Top of SOURCE EXTRACT
The Quality of Drinking Water

Drinking water otherwise called potable water is used for domestic purposes with minimal long term diverse effects on the consumer’s health. Therefore, it is prepared sufficiently well such that pathogens, vectors of water borne diseases and suspended particles are eliminated. Drinking water is delivered in a form which makes it ready for consumption without having to treat it chemically or mechanically. This is because it is treated from the source by the drinking water network suppliers who at times deliver it in a separate tap (Clasen, et. al, 2007).

In areas where the government does not provide drinking water in pipes, the following factors can be used to determine the quality of that particular water that will be used for drinking. Incase the drinking water is obtained from wells, springs, rivers or ponds, adequate measures should be laid to ensures that these sites are well protected. Consequently, the sanitation of residents around that area should be checked frequently to reduce contamination of the source. However, drinking water from these sites have to be treated mechanically, then chemically before consuming as a way of enhancing its quality to avoid water borne diseases (Clasen, et. al, 2007).

Bottled water is not the best option for purchasing drinking water as research has shown that the water contained in these bottled is often contaminated by chemicals present in the bottles. The long term effect of such chemicals is detrimental as compared to the long term effects of tap water. As there is no surety of the degree of purity or level of quality in the bottled, as well as, tap drinking water, it is neither worthwhile nor safe to purchase bottled drinking water (Ikem, et. al, 2001).


Clasen, T., Schmidt, W., Rabie, T., Roberts, I. and Cairncross, S. (2007), Interventions to             improve water quality for preventing diarrhea: a systematic review and meta-analysis. British Medical Journal, doi:10.1136/bmj.39118.489931.BE
Ikem, A., Odueyungbo, S., Egiebor, N.O., & Nyavor, K. (2001). “Chemical quality of bottled waters from three cities in eastern Alabama”. The Science of the Total Environment vol.285 (1-3): pp.165–175.
Bottom of SOURCE EXTRACT
Top of RECORDED DATA
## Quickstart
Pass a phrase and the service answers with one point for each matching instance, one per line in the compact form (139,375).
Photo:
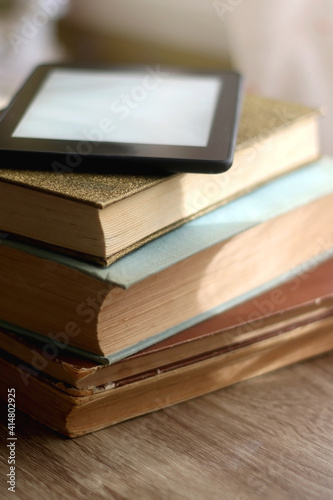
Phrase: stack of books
Bottom of RECORDED DATA
Can you reproduce the passage of the drinking water text starting with "The Quality of Drinking" and going on through "tap (Clasen, et. al, 2007)."? This material was drawn from a different source than the drinking water text.

# EXERCISE RESULT:
The Quality of Drinking Water

Drinking water otherwise called potable water is used for domestic purposes with minimal long term diverse effects on the consumer’s health. Therefore, it is prepared sufficiently well such that pathogens, vectors of water borne diseases and suspended particles are eliminated. Drinking water is delivered in a form which makes it ready for consumption without having to treat it chemically or mechanically. This is because it is treated from the source by the drinking water network suppliers who at times deliver it in a separate tap (Clasen, et. al, 2007).